» **DESCRIPTION OF THE TASK**
From the entries that follow, list every line in which the string "below" appears.

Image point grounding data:
——
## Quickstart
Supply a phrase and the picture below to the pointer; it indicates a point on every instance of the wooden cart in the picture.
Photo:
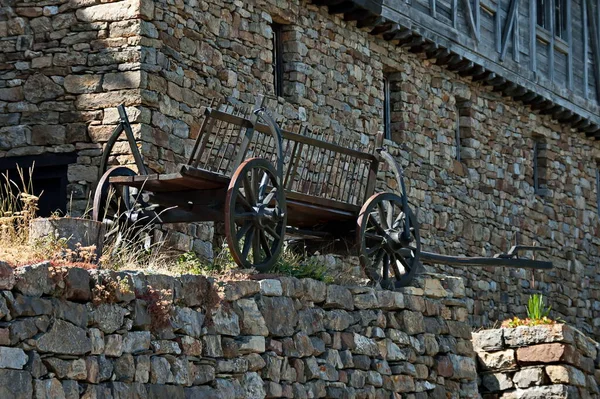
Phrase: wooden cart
(263, 183)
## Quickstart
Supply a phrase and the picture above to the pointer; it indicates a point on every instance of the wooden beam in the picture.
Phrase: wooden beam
(359, 14)
(342, 8)
(372, 21)
(383, 28)
(532, 35)
(432, 8)
(471, 19)
(484, 76)
(508, 26)
(327, 2)
(471, 71)
(527, 97)
(595, 43)
(586, 37)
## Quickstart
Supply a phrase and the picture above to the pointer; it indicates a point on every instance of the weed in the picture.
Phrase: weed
(159, 306)
(300, 266)
(537, 314)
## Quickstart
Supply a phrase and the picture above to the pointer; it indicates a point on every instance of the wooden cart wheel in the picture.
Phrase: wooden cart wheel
(386, 247)
(109, 200)
(255, 215)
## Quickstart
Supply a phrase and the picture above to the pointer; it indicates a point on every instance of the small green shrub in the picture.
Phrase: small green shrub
(537, 314)
(296, 265)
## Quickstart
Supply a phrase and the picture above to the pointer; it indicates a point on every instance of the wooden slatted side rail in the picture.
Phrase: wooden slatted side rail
(314, 165)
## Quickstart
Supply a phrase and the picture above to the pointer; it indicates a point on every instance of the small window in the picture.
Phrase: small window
(545, 15)
(48, 180)
(598, 188)
(457, 134)
(277, 59)
(540, 163)
(560, 18)
(387, 109)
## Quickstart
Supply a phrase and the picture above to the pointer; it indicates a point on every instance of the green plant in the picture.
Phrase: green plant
(536, 310)
(299, 266)
(537, 314)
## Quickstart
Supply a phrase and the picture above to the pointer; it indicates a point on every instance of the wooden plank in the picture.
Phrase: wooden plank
(323, 202)
(508, 27)
(533, 35)
(454, 13)
(593, 19)
(471, 19)
(551, 49)
(571, 49)
(432, 8)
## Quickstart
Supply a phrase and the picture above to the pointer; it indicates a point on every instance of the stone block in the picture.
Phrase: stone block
(529, 376)
(562, 374)
(500, 360)
(547, 353)
(495, 382)
(489, 340)
(270, 287)
(338, 297)
(12, 358)
(77, 84)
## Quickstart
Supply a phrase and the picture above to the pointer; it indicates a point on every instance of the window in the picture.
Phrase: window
(49, 178)
(457, 134)
(387, 109)
(598, 188)
(277, 59)
(558, 15)
(540, 162)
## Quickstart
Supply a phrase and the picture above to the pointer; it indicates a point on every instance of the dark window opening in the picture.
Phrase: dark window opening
(540, 164)
(560, 15)
(546, 15)
(48, 180)
(277, 58)
(387, 117)
(598, 188)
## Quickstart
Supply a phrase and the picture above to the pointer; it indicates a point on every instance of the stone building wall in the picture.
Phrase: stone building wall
(166, 59)
(545, 361)
(76, 334)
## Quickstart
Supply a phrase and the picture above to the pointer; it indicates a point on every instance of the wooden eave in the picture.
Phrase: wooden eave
(397, 21)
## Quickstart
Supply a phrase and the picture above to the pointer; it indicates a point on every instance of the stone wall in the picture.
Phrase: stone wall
(555, 361)
(165, 59)
(70, 333)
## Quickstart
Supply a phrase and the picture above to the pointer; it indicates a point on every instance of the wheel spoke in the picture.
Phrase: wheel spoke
(270, 196)
(255, 182)
(256, 248)
(382, 218)
(265, 243)
(248, 190)
(373, 236)
(376, 224)
(386, 266)
(394, 262)
(242, 232)
(242, 200)
(263, 186)
(390, 213)
(272, 232)
(244, 216)
(372, 250)
(247, 244)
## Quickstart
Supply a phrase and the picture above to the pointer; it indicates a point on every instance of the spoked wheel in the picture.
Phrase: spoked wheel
(389, 247)
(116, 203)
(255, 215)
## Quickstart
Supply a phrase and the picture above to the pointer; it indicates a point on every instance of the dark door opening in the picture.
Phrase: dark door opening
(49, 178)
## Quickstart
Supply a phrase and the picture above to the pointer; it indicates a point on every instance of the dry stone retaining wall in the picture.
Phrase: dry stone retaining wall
(537, 362)
(70, 333)
(65, 65)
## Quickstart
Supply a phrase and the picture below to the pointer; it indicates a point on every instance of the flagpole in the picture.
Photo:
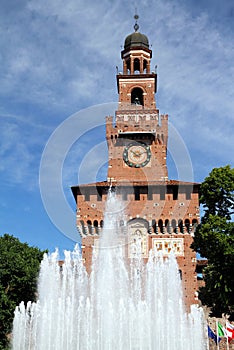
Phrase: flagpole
(208, 339)
(227, 343)
(217, 334)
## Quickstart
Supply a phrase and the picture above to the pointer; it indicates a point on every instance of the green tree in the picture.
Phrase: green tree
(19, 267)
(214, 239)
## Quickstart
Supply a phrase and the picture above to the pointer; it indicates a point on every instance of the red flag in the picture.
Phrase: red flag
(230, 331)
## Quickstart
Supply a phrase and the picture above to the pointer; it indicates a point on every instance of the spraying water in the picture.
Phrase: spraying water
(121, 305)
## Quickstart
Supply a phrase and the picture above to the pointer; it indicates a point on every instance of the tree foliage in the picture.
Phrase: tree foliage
(19, 267)
(214, 239)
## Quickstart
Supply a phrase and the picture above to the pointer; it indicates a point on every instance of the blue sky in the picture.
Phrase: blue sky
(59, 58)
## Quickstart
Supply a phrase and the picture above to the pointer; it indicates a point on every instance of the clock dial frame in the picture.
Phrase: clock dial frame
(136, 154)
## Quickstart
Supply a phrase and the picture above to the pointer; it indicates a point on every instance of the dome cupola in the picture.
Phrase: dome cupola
(136, 39)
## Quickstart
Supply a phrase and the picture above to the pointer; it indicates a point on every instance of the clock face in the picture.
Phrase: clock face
(137, 154)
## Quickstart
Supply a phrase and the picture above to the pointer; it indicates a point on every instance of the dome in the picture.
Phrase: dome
(136, 39)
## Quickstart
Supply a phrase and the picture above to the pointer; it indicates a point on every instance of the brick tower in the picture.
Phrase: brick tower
(161, 213)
——
» **REPLY**
Supply a phrase and the picture below to the pointer; it indicates a point on every instance of the wooden cart in the picture.
Supply a phrase and the picture below to the pointer; it indicates a point on every instance of the flagpole in the picture.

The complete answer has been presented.